VORLIEGENDER TEXT:

'''

Hans Schöpflin (rechts) gibt den Titus im Landestheater Linz.

Sakher Almonem

Linz – Am Landestheater Linz sieht man "die Welt aus den Fugen" – so das Motto dieser Spielzeit. In Zeiten, in denen immer mehr Staatslenker als Spaltpilze und Aggressoren agieren, wird im oberösterreichischen Großreich der Künste das Gegenmodell vorgeführt: Titus, der römische Kaiser, der jeden um ihn herum begnadigt, der nicht bei drei auf den Bäumen ist. Mehr Milde geht nicht.

Um Mozarts letzte Oper La clemenza di Tito wurden nach einer kurzen Beliebtheitsblüte Anfang des 19. Jahrhunderts ja eher große Bögen gemacht. Aus Gründen: Das Publikum fiel meist nach wenigen Arien in eine tiefe Dur-Trance, aus der es erst zum kleinen Finale wieder erwachte. Das ist in Linz aus zweierlei Gründen nicht möglich: Zum einen zeigt man hier, erstmals in Österreich, die 2002 in Amsterdam uraufgeführte Fassung, in der die wahrscheinlich von Mozart-Schüler Franz Xaver Süßmayr verfassten, harmlosen Rezitative durch reibungsfreudiges Tonmaterial von Manfred Trojahn ersetzt wurden. Die laut Trojahn "an Strauss, Berg und Henze geschulten" Musikstrecken sind zwar nicht durchgängig schlüssig, originell und packend, aber doch ab und zu.

Selbstgefälliger Unsympathler

Zum anderen gibt Hans Schöpflin einen Titus, wie man ihn selten zu sehen bekommt: Sein Vergebungskaiser ist ein selbstgefälliger, testosteronpraller Unsympathler aus der Managementebene – so einer, den man im Restaurant ungern am Nebentisch sitzen haben möchte. Ein neuer Zugang. Gesanglich forcierte Schöpflin ebenfalls den heldischen Aggressor – gezwungenermaßen, ist doch die lyrische Höhe seine Sache nicht.

'''

AUFGABEN:
A. Prüfe anhand der Opernkritik, ob die folgenden Aussagen zutreffen, und antworte jeweils mit Ja oder Nein samt den entscheidenden Worten der Opernkritik als wörtlichem Zitat: (i) Die in Linz gezeigte Fassung wurde 2002 in Amsterdam uraufgeführt. (ii) Die neuen Rezitative stammen von Franz Xaver Süßmayr. (iii) Die lyrische Höhe liegt Hans Schöpflin besonders gut.
B. Schreib die Zeilen der Einträge unten neu, beginnend mit der ersten Zeile der Einträge und weiter bis einschließlich der Zeile mit „130,64,156,73“. Ersetze darin „forklift“ durch „tractor“ und lass alles andere unverändert.

DATENSÄTZE:
'''

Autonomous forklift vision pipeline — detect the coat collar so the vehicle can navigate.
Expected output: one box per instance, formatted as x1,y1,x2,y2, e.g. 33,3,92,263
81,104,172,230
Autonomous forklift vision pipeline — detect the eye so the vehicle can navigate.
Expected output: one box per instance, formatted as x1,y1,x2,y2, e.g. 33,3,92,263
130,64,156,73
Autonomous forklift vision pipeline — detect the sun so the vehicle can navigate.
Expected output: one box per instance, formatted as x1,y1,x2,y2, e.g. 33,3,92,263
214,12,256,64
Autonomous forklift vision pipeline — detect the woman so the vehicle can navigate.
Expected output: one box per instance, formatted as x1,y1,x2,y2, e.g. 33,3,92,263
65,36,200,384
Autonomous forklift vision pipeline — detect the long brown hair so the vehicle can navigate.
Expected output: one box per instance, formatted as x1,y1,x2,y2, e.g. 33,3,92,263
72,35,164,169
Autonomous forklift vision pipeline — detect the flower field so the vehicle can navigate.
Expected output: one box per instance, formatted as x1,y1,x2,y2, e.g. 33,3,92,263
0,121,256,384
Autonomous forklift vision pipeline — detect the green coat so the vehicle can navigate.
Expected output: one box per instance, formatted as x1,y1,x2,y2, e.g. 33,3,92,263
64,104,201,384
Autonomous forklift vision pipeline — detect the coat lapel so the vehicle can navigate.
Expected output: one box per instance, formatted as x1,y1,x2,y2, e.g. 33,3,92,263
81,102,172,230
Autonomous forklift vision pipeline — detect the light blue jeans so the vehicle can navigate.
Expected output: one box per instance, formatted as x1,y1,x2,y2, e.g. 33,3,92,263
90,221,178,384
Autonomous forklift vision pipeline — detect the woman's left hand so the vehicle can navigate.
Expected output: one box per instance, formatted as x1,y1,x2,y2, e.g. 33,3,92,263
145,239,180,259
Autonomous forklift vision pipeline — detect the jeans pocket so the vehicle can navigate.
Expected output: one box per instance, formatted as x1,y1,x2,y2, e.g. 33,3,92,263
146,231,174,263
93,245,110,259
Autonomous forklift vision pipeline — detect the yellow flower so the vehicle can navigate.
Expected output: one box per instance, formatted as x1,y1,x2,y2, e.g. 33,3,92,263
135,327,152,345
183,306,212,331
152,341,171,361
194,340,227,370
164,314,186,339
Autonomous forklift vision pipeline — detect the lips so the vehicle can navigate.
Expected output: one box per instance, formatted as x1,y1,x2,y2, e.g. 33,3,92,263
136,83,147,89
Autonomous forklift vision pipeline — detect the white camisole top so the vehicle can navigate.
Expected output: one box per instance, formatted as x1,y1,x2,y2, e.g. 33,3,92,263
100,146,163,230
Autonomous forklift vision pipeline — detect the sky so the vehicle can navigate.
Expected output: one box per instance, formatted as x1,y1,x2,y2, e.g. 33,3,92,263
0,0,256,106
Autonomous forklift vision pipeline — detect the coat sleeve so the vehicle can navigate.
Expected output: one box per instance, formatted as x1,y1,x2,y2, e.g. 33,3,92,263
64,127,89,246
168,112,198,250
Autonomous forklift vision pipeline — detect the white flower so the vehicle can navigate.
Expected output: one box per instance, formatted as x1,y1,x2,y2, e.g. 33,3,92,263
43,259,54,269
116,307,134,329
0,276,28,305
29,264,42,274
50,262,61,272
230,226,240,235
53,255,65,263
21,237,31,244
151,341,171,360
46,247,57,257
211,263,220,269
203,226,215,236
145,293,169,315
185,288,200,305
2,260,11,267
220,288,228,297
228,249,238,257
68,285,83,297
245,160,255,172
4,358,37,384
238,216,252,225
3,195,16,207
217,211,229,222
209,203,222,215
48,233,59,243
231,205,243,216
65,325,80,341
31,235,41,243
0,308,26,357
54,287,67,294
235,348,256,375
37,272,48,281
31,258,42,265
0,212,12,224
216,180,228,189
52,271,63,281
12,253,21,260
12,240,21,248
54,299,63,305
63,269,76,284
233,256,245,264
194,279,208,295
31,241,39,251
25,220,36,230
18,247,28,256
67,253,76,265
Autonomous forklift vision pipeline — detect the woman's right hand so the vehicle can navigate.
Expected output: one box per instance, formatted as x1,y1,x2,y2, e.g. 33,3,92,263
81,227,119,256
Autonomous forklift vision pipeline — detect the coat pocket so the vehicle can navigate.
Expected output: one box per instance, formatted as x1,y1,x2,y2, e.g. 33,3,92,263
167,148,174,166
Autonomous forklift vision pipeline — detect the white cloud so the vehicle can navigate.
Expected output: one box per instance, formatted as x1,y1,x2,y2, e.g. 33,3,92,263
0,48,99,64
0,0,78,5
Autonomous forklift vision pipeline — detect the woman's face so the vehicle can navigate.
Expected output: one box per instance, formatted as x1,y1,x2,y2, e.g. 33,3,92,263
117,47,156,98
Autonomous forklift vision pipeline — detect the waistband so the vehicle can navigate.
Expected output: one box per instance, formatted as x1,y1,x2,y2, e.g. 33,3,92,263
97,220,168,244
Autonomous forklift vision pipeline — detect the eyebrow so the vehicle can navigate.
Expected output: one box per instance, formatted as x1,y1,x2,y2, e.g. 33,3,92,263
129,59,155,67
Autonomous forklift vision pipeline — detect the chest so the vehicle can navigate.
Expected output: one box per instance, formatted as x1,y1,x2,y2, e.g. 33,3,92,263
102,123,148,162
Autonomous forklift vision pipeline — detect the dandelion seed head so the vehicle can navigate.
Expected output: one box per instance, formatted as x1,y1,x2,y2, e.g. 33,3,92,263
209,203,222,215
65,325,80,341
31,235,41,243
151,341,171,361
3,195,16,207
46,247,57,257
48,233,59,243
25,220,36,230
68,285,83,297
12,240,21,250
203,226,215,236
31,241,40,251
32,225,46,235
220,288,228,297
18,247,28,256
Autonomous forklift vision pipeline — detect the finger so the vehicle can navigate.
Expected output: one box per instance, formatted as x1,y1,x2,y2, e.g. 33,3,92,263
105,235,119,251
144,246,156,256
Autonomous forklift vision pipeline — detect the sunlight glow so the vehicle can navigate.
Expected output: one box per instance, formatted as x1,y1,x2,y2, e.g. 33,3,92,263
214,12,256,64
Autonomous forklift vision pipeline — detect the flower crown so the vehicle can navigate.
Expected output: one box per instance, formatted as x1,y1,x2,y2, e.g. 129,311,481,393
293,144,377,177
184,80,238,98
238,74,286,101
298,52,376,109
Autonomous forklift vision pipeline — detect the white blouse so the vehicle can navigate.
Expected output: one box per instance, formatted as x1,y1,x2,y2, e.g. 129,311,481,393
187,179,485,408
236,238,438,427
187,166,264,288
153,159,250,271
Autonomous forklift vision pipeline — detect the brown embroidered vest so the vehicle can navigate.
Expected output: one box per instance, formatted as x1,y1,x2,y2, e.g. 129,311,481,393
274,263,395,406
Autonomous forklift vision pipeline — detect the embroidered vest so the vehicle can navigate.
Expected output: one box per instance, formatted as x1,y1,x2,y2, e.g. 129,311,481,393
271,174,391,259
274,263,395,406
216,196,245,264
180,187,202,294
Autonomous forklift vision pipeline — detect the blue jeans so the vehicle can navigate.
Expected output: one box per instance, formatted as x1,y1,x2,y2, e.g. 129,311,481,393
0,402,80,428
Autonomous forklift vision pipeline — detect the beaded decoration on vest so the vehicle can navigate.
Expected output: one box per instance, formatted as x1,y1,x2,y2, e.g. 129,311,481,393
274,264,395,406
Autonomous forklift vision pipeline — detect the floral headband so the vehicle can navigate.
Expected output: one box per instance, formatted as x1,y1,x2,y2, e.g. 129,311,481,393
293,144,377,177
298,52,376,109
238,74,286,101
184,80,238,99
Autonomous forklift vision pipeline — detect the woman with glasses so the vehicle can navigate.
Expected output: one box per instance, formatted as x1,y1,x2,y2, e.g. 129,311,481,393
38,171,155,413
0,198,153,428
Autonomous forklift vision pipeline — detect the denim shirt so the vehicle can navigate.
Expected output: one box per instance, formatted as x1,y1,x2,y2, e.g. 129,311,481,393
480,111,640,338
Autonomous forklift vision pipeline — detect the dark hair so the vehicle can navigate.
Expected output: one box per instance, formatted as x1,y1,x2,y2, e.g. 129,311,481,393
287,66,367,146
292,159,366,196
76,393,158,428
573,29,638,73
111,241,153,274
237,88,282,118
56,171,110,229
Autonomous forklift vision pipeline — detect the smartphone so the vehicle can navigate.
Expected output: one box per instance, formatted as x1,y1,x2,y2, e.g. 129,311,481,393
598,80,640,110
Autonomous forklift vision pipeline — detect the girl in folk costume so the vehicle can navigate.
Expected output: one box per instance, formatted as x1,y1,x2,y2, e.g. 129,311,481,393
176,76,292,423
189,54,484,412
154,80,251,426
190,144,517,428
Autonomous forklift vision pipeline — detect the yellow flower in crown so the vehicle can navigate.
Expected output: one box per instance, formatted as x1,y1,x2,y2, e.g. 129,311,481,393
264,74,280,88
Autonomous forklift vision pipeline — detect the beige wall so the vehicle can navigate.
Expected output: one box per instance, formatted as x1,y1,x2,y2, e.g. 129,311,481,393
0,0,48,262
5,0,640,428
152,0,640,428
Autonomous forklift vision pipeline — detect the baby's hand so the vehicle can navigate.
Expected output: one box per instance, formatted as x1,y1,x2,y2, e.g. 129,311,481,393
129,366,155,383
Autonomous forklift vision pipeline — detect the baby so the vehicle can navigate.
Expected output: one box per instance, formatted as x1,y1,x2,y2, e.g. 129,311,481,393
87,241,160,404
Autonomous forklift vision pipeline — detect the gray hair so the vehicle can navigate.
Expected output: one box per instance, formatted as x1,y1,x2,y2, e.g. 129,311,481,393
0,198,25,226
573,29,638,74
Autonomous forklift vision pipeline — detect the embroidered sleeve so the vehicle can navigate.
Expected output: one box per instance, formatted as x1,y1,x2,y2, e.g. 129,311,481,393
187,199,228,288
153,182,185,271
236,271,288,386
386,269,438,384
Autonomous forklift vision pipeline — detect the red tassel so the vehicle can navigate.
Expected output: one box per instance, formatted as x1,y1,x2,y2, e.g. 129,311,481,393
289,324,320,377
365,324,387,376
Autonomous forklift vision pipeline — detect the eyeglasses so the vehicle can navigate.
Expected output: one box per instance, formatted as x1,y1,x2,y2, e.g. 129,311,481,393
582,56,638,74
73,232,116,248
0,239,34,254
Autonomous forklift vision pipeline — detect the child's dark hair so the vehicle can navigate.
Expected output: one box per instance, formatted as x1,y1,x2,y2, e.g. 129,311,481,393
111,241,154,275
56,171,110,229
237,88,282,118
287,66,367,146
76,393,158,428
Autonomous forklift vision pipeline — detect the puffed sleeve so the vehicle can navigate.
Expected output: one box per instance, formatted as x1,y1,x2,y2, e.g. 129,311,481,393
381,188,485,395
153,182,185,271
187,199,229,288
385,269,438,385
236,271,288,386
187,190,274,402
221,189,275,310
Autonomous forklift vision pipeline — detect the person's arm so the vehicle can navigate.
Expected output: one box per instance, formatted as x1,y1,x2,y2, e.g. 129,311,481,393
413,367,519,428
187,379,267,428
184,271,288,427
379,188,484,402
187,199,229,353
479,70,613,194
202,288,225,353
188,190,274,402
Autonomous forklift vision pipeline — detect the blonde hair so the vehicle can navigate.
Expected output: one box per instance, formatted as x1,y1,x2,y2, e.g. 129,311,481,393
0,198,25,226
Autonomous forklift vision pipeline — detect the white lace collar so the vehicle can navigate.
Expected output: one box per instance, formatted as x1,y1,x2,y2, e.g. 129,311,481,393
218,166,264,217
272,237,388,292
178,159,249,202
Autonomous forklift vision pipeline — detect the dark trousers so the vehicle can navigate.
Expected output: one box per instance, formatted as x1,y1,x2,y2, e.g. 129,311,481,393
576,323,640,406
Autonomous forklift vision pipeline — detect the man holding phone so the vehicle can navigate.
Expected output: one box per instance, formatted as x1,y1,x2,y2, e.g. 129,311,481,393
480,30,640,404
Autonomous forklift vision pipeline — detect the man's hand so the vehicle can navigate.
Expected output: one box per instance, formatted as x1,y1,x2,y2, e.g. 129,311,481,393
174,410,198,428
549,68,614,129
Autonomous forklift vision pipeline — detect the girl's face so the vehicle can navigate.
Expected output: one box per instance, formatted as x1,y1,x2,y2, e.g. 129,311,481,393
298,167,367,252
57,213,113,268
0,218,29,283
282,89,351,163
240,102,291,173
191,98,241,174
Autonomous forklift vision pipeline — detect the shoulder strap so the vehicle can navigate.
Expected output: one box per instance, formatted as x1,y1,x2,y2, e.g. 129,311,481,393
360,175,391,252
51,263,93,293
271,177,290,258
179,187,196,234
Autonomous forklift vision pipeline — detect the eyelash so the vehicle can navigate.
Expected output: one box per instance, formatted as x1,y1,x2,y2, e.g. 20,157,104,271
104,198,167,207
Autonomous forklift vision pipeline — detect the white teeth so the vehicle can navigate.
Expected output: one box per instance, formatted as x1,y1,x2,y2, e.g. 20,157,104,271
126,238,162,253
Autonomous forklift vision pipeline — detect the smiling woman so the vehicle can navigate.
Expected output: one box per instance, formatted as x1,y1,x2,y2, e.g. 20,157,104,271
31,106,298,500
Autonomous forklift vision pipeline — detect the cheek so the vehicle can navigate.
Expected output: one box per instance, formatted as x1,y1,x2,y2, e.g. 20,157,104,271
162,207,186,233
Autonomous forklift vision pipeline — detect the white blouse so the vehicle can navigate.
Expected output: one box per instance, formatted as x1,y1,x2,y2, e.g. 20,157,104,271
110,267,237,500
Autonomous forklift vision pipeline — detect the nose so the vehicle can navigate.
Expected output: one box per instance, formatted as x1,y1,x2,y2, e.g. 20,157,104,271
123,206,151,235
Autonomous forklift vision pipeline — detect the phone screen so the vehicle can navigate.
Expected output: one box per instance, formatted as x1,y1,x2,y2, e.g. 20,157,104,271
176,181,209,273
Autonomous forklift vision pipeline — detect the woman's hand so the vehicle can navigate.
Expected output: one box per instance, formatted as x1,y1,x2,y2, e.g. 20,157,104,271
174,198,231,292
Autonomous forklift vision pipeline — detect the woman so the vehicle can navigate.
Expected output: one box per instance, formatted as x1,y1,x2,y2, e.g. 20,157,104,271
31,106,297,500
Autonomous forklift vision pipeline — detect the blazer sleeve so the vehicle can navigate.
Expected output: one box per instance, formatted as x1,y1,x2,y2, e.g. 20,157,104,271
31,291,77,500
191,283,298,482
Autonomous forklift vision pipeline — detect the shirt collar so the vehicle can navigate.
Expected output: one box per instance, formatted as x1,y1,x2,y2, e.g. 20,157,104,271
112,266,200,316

'''

ANTWORTEN IM EINZELNEN:
A.
(i) Ja: „die 2002 in Amsterdam uraufgeführte Fassung“
(ii) Nein: „durch reibungsfreudiges Tonmaterial von Manfred Trojahn ersetzt wurden“
(iii) Nein: „ist doch die lyrische Höhe seine Sache nicht“

B.
Autonomous tractor vision pipeline — detect the coat collar so the vehicle can navigate.
Expected output: one box per instance, formatted as x1,y1,x2,y2, e.g. 33,3,92,263
81,104,172,230
Autonomous tractor vision pipeline — detect the eye so the vehicle can navigate.
Expected output: one box per instance, formatted as x1,y1,x2,y2, e.g. 33,3,92,263
130,64,156,73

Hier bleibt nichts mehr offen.